──────── Passage given

# Not enough power?



## Flamzypants (Jun 4, 2008)

I've got a machine, an imedia s1300 a Packard Bell monstrosity. I've been trying to upgrade it a little so it can handle some low end games etc. There's 1 slot for a card on the motherboard, just enough for a low profile card, so I grabbed a nvidia 8400gt. Trouble is that the computer doesn't even register that it's plugged in, there's an onboard 6150 whose drivers are installed from the same exe as the 8400gt so I'm not sure whether it's a recognition issue I need help with, or if it's because of the 250w PSU that's sitting in there. If I replace that though I'll need something as small as a HIPRO HP-D250AA0. I've found someone else with a similar problem and was wondering if they were in the same boat?

Have a HIPRO HP-D250AA0 PSU. Want to upgrade to 400w. - Power-Supplies-PC-Cases-Case-Mods - CPU-Components

Cheers.


----------



## Tyree (May 10, 2009)

250W is not enough power.
HiPro PSU's are trash.
We recommend a good quality 550W PSU for any PCI-E GPU.

http://www.techsupportforum.com/forums/f210/power-supply-information-and-selection-192217.html


----------



## Wrench97 (May 10, 2008)

Looks like this? 









IF so it should take a standard size card and standard ATX supply.

If you are not seeing even the bios splash screen before windows loads it's probably a defective card.


----------



## Flamzypants (Jun 4, 2008)

It does look like that ^^ It has a very strange holding mechanism for the psu though, but you're saying larger ones will sit in it just fine?

With the card in I just get no reaction from the computer, it starts up as normal, doesn't detect new hardware. Will it detect it with more power?


----------



## Wrench97 (May 10, 2008)

Probably not, it should still detect the card, under powered it may not function properly after you get the drivers loaded or it may lead to early failure of the PSU or card, but it should still be detected and display the Packard Bell splash screen on start up.


The HP-D250AA0 appears to be a standard atx supply to me.


----------

────────────────

Work to be completed: Using the forum thread above, say whether each statement agrees with it, answering yes or no and quoting the words that decide it. (a) The onboard graphics and the 8400gt get their drivers from the same installer. (b) Tyree recommends a 400W power supply for any PCI-E graphics card. (c) Wrench97 expects the card to be detected once it has more power.

──────── Material provided

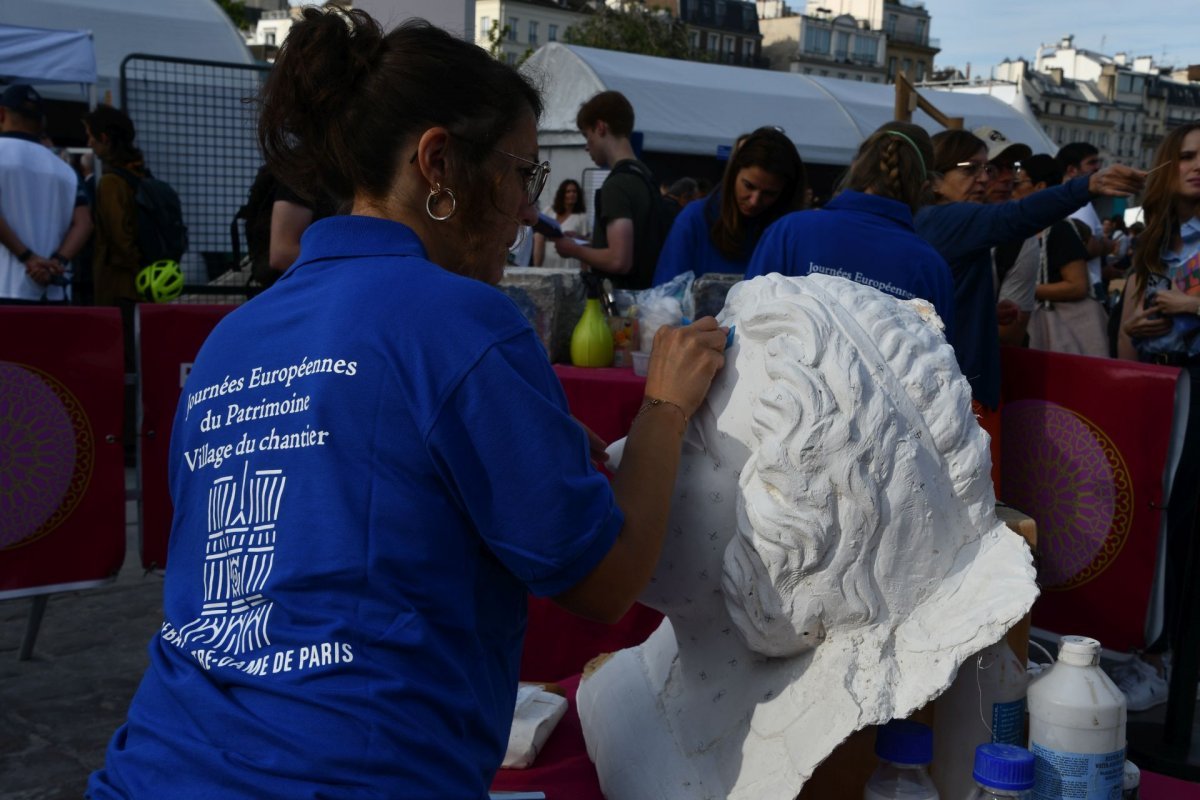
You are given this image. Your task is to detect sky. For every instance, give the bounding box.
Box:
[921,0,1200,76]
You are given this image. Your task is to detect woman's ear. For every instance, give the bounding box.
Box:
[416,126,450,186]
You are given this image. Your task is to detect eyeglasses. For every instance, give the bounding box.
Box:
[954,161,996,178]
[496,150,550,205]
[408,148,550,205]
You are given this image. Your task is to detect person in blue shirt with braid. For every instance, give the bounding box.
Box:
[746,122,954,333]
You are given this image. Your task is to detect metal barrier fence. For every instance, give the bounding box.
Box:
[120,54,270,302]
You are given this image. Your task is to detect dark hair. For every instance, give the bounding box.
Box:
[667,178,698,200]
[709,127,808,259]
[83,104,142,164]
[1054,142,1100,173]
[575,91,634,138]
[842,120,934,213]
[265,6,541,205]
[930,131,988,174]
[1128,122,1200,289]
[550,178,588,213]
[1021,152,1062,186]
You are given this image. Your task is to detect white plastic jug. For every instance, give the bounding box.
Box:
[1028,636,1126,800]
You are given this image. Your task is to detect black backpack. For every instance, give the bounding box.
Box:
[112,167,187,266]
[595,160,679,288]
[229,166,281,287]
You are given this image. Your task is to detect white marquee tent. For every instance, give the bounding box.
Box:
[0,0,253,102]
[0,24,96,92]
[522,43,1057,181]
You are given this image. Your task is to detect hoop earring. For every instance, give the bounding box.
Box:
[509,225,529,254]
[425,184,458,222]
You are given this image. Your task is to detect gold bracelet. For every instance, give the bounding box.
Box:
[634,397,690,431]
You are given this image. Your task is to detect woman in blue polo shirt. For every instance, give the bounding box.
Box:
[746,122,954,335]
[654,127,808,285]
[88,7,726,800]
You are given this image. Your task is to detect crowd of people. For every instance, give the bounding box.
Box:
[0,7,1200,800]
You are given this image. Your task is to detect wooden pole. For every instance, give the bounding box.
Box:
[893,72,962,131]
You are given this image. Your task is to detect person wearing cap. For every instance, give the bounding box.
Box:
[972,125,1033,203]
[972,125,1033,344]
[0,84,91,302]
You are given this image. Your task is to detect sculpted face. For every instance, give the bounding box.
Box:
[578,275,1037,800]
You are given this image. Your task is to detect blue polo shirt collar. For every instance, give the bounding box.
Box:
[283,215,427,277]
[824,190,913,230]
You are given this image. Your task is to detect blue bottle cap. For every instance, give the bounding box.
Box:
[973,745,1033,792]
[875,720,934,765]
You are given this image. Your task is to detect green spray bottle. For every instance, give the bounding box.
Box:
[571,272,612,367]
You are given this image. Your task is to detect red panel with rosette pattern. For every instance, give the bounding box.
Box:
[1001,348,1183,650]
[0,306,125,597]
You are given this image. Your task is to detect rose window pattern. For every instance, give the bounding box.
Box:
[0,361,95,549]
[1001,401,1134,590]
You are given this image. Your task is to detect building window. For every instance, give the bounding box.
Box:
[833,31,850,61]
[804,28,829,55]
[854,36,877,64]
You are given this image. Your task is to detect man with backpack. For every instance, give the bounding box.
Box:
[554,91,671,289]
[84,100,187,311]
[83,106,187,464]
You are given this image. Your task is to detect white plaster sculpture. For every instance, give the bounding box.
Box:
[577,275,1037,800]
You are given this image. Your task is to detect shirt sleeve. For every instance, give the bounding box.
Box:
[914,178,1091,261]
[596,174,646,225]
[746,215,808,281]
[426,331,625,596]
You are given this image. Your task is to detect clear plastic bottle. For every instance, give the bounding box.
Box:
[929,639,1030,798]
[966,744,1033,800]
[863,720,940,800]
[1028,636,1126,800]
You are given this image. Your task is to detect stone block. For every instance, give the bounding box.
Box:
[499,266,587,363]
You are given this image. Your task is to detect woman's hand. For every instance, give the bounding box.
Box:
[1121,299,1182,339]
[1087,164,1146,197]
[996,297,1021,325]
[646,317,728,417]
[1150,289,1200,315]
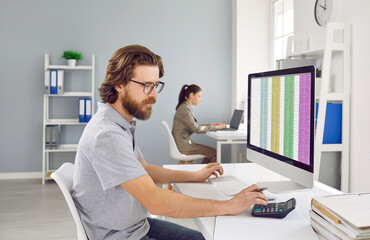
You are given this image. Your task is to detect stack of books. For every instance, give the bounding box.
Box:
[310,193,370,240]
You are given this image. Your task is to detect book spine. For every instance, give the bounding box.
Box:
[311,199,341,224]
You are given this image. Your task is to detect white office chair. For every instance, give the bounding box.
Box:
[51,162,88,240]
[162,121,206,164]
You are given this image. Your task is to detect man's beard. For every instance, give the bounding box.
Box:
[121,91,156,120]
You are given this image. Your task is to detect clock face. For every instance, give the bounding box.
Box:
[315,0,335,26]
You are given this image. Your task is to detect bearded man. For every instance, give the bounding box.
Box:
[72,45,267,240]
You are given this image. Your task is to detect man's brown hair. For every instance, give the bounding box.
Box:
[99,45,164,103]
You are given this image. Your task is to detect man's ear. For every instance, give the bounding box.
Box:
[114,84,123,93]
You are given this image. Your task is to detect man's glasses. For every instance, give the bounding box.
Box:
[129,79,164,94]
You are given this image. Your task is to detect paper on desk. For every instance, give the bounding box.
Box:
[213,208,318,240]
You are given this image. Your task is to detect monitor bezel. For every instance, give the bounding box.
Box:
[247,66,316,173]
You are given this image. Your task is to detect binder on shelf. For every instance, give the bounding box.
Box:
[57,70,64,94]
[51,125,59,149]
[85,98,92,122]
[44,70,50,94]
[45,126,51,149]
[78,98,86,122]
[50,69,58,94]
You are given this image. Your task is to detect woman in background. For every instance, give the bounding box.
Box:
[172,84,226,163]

────────────────
──────── Material provided

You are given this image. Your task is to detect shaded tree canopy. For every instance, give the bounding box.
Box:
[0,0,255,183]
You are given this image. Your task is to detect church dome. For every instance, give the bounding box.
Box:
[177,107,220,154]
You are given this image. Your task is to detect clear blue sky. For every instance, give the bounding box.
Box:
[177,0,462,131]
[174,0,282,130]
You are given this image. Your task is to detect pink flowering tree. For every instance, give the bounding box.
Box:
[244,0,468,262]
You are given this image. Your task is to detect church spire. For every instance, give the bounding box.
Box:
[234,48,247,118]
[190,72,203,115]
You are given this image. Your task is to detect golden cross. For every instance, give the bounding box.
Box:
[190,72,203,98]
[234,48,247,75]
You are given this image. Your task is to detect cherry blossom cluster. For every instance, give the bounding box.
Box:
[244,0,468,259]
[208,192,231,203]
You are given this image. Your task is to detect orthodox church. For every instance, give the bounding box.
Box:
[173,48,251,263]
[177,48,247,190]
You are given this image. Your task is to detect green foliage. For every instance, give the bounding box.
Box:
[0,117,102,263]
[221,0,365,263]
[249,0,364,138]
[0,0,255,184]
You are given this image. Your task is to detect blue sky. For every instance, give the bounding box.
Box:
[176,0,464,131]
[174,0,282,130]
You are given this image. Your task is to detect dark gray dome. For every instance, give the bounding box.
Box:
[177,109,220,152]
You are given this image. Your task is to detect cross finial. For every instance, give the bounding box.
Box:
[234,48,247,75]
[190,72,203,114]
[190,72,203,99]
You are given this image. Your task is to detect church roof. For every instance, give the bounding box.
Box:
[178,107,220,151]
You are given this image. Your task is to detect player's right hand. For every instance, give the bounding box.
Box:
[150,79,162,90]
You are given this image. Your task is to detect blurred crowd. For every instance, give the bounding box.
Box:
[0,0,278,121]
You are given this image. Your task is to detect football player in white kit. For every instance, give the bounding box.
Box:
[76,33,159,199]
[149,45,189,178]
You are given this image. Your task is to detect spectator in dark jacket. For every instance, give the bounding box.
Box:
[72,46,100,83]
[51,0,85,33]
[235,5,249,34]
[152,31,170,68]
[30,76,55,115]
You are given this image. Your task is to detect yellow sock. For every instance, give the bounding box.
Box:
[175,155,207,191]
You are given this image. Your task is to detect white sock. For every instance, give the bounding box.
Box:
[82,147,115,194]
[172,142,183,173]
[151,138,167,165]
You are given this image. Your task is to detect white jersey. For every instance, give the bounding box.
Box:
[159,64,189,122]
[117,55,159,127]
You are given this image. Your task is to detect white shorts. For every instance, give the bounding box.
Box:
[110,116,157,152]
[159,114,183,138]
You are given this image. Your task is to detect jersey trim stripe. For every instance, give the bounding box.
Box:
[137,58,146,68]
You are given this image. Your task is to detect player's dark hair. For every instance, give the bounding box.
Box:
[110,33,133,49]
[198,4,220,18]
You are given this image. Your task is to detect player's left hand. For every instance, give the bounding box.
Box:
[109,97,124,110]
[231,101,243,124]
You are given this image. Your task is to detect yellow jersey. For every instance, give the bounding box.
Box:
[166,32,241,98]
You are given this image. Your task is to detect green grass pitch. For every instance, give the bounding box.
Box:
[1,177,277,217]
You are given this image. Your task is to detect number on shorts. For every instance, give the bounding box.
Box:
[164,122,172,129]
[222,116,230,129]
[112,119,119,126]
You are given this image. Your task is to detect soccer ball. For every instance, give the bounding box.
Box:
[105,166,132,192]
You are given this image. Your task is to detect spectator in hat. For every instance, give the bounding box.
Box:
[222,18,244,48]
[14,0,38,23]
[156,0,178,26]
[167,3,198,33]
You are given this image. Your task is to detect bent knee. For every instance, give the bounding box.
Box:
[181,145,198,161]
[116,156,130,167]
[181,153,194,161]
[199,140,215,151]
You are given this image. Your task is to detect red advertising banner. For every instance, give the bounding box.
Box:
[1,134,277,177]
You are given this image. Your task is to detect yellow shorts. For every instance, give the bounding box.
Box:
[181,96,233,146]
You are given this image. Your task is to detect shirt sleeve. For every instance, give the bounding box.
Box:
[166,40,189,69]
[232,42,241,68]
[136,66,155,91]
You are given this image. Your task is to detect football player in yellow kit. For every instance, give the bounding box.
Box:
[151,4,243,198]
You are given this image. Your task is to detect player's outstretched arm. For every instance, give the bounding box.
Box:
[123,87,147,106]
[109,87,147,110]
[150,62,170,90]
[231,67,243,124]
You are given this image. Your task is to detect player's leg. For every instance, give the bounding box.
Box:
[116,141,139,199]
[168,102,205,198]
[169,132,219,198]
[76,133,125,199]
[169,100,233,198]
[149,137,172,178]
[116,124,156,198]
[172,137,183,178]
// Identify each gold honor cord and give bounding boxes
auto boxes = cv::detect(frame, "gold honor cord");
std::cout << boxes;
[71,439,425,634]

────────────────

Written response:
(a) Yes: "there's an onboard 6150 whose drivers are installed from the same exe as the 8400gt"
(b) No: "We recommend a good quality 550W PSU for any PCI-E GPU."
(c) No: "Probably not, it should still detect the card"